A review by atelierofbooks
Adventures of a Young Naturalist: The Zoo Quest Expeditions by David Attenborough

4.0

4.5

This is truly an account of a world that no longer exists. These are David Attenborough's memoirs of the three Zoo Quest expeditions to Guyana, Indonesia, and Paraguay that he filmed for the BBC back when nature documentaries were a brand new genre. His second purpose was to capture animals for the London Zoo (with the permission of the countries in question), something that just isn't done now but used to be a legitimate job.

This is the 1950s, a time when Bali wasn't a tourist resort and some Europeans doubted the existence of armadillos. Also a time where, apparently, you could do things like waltz around any country via unrestricted air and water travel, unknowingly commission arms dealers to sail you to unheard of islands, and not get murdered or kidnapped while relying on the hospitality of strangers.

Sure, David, lets just follow this barefoot Paraguayan drifter with five wild dogs around the desert for a week because he too shares your interest in tracking giant armadillos. Of course, we should fly to an unknown town in southern Indonesia because this random shop keeper's cousin knows a guy with a boat who might know how to get to Komodo Island.

In all seriousness, this is a gently funny and compelling account of some wild adventures. I most admire how Attenborough is able to convey grief and moral wrongness without outrage or defaulting to a sense of cultural superiority. That makes stories like the Balinese cockfights even more poignant in a way. His quiet anger and compassion for these animals being brutally exploited by humans is like a slow, furious heartbeat underneath his restrained prose.

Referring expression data
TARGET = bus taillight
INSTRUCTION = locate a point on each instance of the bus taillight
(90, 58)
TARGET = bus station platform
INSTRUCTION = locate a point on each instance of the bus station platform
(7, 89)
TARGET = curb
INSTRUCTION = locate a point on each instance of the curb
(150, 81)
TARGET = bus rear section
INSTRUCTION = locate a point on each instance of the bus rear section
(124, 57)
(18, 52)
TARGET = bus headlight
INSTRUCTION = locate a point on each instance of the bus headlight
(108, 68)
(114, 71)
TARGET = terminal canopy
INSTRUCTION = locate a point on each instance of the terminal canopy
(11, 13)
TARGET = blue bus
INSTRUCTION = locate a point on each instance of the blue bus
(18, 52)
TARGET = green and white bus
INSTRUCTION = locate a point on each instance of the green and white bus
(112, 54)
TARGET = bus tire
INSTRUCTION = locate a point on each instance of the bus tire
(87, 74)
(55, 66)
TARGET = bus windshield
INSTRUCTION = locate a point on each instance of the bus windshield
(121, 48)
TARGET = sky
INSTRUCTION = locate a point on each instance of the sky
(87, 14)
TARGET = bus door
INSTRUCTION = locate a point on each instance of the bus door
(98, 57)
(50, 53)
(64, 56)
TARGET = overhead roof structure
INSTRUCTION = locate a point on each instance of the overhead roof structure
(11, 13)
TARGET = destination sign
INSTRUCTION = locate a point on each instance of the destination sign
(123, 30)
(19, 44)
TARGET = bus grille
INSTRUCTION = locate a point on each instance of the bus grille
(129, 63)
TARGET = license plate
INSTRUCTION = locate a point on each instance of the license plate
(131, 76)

Apply what you read>
1 - Answer these questions about the book review:
(a) To which three countries did the Zoo Quest expeditions go?
(b) In which decade did the expeditions take place?
(c) For which zoo were animals captured?
2 - Pick up the review of the Zoo Quest memoir after its last sentence and continue it.
The listing was taken from a separate source unrelated to the book review.

Task-by-task outputs>
1 -
(a) Guyana, Indonesia, and Paraguay
(b) The 1950s
(c) The London Zoo

2 -
This is a balance so rarely achieved in the precarious genre of travelogue and memoir, where our cultural judgements can so easily seep through. He is honest without being judgmental, conscious of his foreignness but not obsequiously so, and never forgets his purpose. He is not in these rarely traveled places for people, but for nature. Animals are given personality and identity similar to the people he meets. They are never treated like dumb creatures one rung lower than humans, but instead like fellow occupants and right holders to our natural world. They can communicate and feel, no matter if they are a tree porcupine or a komodo dragon. It's definitely an attitude that has carried through Attenborough's life and work.

On a personal note, I felt jealous as a woman reading about what men could do so fearlessly in the 1950s. Because it's over 60 years later and I still can't do many of the things they did. I.e. just me and a female friend with our super expensive camera equipment trekking through patriarchal communities in parts unknown, dining and sleeping alongside strange men without a worry.